=== EXCERPT ===
════════

Evidence prohibiting men and women mixing?
Recently we were sent a copy of an article entitled: ‘No. 1200: Evidence Prohibiting of Mixing of Men and Women,’ written by Muḥammed Ṣāliḥ al-Munājjid. The article is published and available online. We have been asked to review and critically evaluate this answer, paying particular attention to: a) the subject and terms being employed; and more importantly, b) the evidences, textual or otherwise, that are used to argue that there is a general prohibition.
The response detailed below necessarily follows the chronological order that the article has been written in.
To begin, absent from the article is a clear legal definition of what this term ‘free-mixing’ is. Yet implicit within the line of argument that is presented, is the idea that the segregation of the sexes is mandated. In fact it is common to hear some people asserting that they cannot attend a particular restaurant, wedding, social-function or the like, because there is no segregation and as a result, there will be ‘free mixing.’
It is noteworthy that the term is not a Sharī’ah term. Neither is it a translation of an Arabic expression or a term that appears in either the Qur’ān or the Prophetic Sunnah. Law does not and cannot function on the basis of obscurities. It is not within the tradition of Islamic jurisprudence to use terms which are vague, open to wide interpretation and/or have no clear definition.
The author writes:
Among the many proofs of prohibition of the meeting and mixing of men and women in the Qur’aan and Sunnah are: Verse No. 53 of Surat al-Ahzab, or the Confederates (Interpretation of the meaning); “…for anything ye want, ask them from before a screen: that makes for greater purity for your hearts and for theirs…”
Yet the verse in full reads as follows:
O you who believe! Do not enter the houses of the Prophet unless permission is given to you for a meal, not waiting for its cooking being finished– but when you are invited, enter, and when you have taken the food, then disperse– not seeking to listen to talk; surely this gives the Prophet trouble, but he forbears from you, and Allah does not forbear from the truth. And when you ask of them any goods, ask of them from behind a curtain; this is purer for your hearts and (for) their hearts; and it does not behove you that you should give trouble to the Messenger of Allah, nor that you should marry his wives after him ever; surely this is grievous in the sight of Allah. [33: 53]
As one can see, citing a small portion of the verse out of context does not constitute legal evidence. Moreover, when read in full, it is abundantly clear that the verse has nothing to do with a perceived ill-defined term of ‘free mixing.’ In fact, it is bordering upon being disingenuous to cite a small sentence like this from a verse and taking it completely out of context.
The statement of explanation provided by Ibn Kathir from his Tafsir does not indicate a prohibition of ‘free mixing.’ There is a legal distinction in Islamic jurisprudence between what is considered as the general and the specific. Additionally, it is established beyond doubt that there are certain rules which only apply to the Prophet (peace be upon him) and his wives. Those rules are not of general applicability. For anyone to claim as such, they would not be following what Allah and his messenger (peace be upon him) have prescribed. As an example of this, no one can legitimately argue that a Muslim woman cannot remarry following the death of her husband, but this was the case for the wives of the Prophet (peace be upon him). They had the special designated title of being ‘mothers of the believers’ (umm al-Mu’mineen).

════════

=== TASK TO CARRY OUT ===
Carry on the commentary on the mixing of men and women from the point where it stops. Nothing in the entries is needed for this.

════════

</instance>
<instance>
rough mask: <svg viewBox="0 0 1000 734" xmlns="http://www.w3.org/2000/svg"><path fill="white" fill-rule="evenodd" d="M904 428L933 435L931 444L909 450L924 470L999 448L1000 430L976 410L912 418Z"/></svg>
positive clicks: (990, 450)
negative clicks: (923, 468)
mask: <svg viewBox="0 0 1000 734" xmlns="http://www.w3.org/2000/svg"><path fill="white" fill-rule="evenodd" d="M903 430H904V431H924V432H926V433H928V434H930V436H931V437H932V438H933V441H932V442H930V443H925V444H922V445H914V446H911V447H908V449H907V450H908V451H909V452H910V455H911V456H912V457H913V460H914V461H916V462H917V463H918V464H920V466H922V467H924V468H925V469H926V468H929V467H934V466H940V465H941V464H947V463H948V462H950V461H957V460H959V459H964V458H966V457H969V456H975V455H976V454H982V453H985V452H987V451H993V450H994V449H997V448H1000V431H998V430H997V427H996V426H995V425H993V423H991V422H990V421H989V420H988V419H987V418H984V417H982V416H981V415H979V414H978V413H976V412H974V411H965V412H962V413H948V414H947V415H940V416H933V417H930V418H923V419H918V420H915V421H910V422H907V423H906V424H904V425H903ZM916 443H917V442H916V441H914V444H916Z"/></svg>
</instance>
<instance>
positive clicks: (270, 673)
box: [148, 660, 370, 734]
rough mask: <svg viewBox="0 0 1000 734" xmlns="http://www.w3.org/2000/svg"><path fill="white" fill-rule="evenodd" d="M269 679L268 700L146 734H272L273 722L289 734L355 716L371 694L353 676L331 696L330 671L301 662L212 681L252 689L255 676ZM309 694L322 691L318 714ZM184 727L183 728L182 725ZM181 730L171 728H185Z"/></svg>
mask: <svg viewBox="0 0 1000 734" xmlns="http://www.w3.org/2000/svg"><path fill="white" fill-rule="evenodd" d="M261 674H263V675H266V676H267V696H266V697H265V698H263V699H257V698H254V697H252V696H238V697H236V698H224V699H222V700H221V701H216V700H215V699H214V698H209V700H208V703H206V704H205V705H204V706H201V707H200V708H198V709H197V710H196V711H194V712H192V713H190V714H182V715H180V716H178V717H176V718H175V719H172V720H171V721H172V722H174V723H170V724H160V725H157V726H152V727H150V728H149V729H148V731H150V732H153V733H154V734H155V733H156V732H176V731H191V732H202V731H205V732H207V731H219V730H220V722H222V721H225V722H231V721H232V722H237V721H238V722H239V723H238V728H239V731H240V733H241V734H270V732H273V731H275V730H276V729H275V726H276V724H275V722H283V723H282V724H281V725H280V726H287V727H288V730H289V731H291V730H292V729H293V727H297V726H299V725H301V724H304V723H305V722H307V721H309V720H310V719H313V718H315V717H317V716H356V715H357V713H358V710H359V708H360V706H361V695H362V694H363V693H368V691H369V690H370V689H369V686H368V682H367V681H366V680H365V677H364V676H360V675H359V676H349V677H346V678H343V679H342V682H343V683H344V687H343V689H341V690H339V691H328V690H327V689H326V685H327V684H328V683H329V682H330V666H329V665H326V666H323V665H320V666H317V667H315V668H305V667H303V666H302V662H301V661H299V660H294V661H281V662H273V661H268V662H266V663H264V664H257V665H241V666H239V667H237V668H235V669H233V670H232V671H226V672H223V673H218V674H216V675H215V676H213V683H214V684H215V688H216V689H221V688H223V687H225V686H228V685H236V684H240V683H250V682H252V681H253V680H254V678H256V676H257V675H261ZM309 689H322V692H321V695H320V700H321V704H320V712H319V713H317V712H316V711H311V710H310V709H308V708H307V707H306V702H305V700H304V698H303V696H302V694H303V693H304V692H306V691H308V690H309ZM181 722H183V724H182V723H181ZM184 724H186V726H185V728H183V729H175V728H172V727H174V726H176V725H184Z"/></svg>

════════

=== RESULT OF THIS TASK ===
A series of aḥadith are thereafter mentioned, ostensibly to show that they demonstrate the “….enforced separation of men and women even at Allaah’s most revered and preferred place, the mosque,” and “This is the greatest evidence that the Law of Islam (Shari’ah) forbids meeting and mixing of men and women.” These aḥadith are well known and are not being disputed in terms of transmission. However, in none of the hadith which are mentioned, is there an explicit prohibition from the Prophet (peace be upon him) as the author asserts.
a. Concerning the aḥadith of Umm Salamah (Ṣaḥīḥ Bukhāri) and Ibn Umar (Sunan Abu Dāwud), these relate to having a well-ordered congregation in the masjid as well as an orderly attendance and departure. None of the transmitted text explicitly or implicitly makes any reference to the ‘mixing’ of the sexes, or that there is a general prohibition of this.
b. The ḥadith of Abu Hurayrah (Ṣaḥīḥ Muslim) sets out the correct ordering of the rows for prayer. The context is clearly seen in the reported wording. And yet he writes:
“If these procedures and precautions were prescribed and adhered to in a mosque, which is a pure place of worship where people are as far away as they ever are from the arousal of desire and temptation, then no doubt the same procedures need to be followed even more rigorously at other places.”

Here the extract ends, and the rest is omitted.